◆ **Data supplied**
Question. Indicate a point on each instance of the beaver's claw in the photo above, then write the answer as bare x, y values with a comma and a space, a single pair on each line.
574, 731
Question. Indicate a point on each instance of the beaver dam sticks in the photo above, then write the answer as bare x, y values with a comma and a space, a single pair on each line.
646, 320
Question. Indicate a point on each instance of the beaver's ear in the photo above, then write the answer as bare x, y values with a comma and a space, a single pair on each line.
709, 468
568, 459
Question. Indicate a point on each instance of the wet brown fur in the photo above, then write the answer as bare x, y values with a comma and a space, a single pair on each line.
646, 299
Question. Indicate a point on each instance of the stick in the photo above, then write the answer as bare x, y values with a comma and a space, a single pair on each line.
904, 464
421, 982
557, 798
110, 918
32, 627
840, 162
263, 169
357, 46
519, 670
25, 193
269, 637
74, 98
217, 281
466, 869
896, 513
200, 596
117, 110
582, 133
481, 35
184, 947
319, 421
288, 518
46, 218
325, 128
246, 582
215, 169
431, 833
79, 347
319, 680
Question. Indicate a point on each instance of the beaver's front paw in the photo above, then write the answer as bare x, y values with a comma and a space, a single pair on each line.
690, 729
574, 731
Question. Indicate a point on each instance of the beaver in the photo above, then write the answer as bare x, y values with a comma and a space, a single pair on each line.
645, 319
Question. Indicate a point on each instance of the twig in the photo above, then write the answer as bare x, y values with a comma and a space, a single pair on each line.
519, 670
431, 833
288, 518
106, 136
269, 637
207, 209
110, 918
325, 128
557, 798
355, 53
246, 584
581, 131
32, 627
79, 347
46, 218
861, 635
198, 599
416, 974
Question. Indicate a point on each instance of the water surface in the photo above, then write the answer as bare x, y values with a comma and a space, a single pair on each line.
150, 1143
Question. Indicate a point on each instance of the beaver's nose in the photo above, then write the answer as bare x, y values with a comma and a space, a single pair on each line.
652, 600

◆ **To be done**
Copy out the listing above word for word, keeping every line in its original order.

◆ **Exercise output**
Question. Indicate a point on each instance of the beaver's claw in the photo above, then write the answer as bare x, y values with a comma and a space, a single pair on each line.
574, 731
Question. Indicate a point on each instance of the beaver dam sticks in the photo above, then write the answer as bare x, y values with a comma and a space, a single pair on each line.
646, 320
Question. Indicate a point on each instance of the beaver's ear in the photo above, then write the answer as bare x, y values with a comma and a space, a single pair on each line.
709, 468
568, 459
Question. Indicate a point on each instance of the wet brown fur in the photo above, then write the answer as bare x, y values with a comma and a space, a single pair on each line.
646, 299
Question. Indicate a point on each instance of the stick in the photo above, then write the answer as bare x, y values with a comma and a space, a single pair on each line.
904, 464
421, 982
557, 798
110, 918
32, 627
840, 162
263, 169
357, 46
519, 670
25, 193
269, 637
74, 98
217, 281
466, 869
896, 513
200, 596
117, 110
582, 133
481, 35
184, 947
319, 421
288, 518
46, 218
325, 128
246, 582
215, 169
431, 833
79, 347
319, 680
Question. Indicate a point on each instance of the beaver's front paw in the photo above, then write the answer as bare x, y values with a comma and a space, a single pair on each line.
690, 729
574, 731
Question. Indicate a point on each instance of the beaver in the photo above, then write the answer as bare x, y values with a comma and a space, a single pair on each line.
645, 319
Question. Indicate a point on each instance of the twig in the photo above, then write the answer as bare x, y values with a comma and a space, a single pair on each line.
519, 670
431, 833
288, 518
106, 136
269, 637
207, 209
110, 918
325, 128
557, 798
355, 53
246, 584
581, 131
32, 627
79, 347
46, 218
861, 635
198, 599
416, 974
Question. Indicate a point on each instance of the water surface in the photo above, then write the answer as bare x, y values with a comma and a space, a single pair on each line.
150, 1143
Question. Indicate a point on each instance of the beaver's nose in the photo above, then write the answer as bare x, y values with a comma and a space, a single pair on each line.
652, 600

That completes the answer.